▸ Stated problem: Rewrite the material below, replacing "Pick out" with "Identify" throughout and changing nothing else.

[Dataset excerpt]
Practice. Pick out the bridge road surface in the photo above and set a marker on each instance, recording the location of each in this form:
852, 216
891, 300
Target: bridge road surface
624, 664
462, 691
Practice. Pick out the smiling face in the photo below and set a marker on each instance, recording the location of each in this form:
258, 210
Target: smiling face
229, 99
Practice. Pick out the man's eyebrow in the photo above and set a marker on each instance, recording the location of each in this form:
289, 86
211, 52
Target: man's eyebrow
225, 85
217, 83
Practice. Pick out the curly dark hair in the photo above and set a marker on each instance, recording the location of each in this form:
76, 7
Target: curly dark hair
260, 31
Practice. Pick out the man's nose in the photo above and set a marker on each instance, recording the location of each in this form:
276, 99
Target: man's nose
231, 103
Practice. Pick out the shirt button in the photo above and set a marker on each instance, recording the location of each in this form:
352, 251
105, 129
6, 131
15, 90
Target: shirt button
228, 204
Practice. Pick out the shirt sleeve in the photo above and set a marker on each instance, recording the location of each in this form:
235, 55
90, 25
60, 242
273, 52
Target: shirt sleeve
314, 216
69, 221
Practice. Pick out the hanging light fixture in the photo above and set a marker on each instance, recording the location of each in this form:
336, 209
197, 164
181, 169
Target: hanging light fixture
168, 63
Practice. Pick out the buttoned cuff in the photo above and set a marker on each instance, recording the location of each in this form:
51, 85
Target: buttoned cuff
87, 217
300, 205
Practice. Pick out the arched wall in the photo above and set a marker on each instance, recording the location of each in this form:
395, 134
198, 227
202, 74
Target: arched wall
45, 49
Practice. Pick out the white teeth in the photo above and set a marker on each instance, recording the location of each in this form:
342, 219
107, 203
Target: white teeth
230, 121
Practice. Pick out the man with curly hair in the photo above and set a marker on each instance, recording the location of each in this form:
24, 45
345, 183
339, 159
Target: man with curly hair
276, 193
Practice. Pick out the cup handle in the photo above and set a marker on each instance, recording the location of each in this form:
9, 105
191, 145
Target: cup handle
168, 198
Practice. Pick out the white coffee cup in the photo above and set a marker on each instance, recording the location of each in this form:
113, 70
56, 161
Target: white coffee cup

▸ Written solution:
Practice. Identify the bridge road surface in the photo above and set a marker on each instance, recording the location of each in this form:
852, 216
891, 300
Target: bridge road surface
624, 664
462, 691
Practice. Identify the smiling face in the photo below and set a marker on each instance, recording the location of each in this form:
258, 210
Target: smiling face
229, 99
Practice. Identify the man's eyebrow in the photo above and set a marker on each instance, recording the location of each in this form:
289, 86
211, 52
Target: man's eyebrow
225, 85
217, 83
Practice. Identify the curly dark hair in the photo above and set a marker on each instance, recording the location of each in this form:
76, 7
Target: curly dark hair
260, 31
Practice. Identify the man's nose in the photo above and set a marker on each instance, recording the location of each in this form:
276, 99
Target: man's nose
231, 103
Practice. Identify the shirt button in the photo above and set a marker on each instance, recording the location of each in this form:
352, 251
105, 129
6, 131
15, 90
Target: shirt button
228, 204
Practice. Identify the shirt sleeve in the photo above and set a marker on each instance, recording the location of each in this form:
235, 55
90, 25
60, 242
273, 52
Target: shirt sleeve
314, 216
69, 221
Practice. Identify the hanging light fixture in the photo above and set a marker on each instance, recording the location of each in this form:
336, 209
197, 164
181, 169
Target: hanging light fixture
168, 63
Practice. Identify the buttoned cuff in the photo above and set a marker on each instance, recording the location of each in this form:
51, 85
Target: buttoned cuff
87, 217
300, 205
Practice. Identify the arched wall in the photo above and set a marker on each instance, recording the location of each in this form:
395, 134
198, 227
202, 74
Target: arched wall
45, 49
Practice. Identify the white teeth in the photo above and set a marker on each instance, recording the location of each in this form:
342, 219
107, 203
Target: white teeth
230, 121
Practice. Identify the man with curly hair in the photo above and set a marker on each instance, recording the location of each in this form:
24, 45
345, 183
339, 159
Target: man with curly hair
276, 193
Practice. Identify the cup handle in the photo above and set a marker on each instance, recording the location of each in this form:
9, 105
191, 145
Target: cup handle
168, 198
Practice. Identify the white coffee cup in the photo above and set a marker on each instance, recording the location of each in this form:
113, 70
56, 161
Target: white coffee cup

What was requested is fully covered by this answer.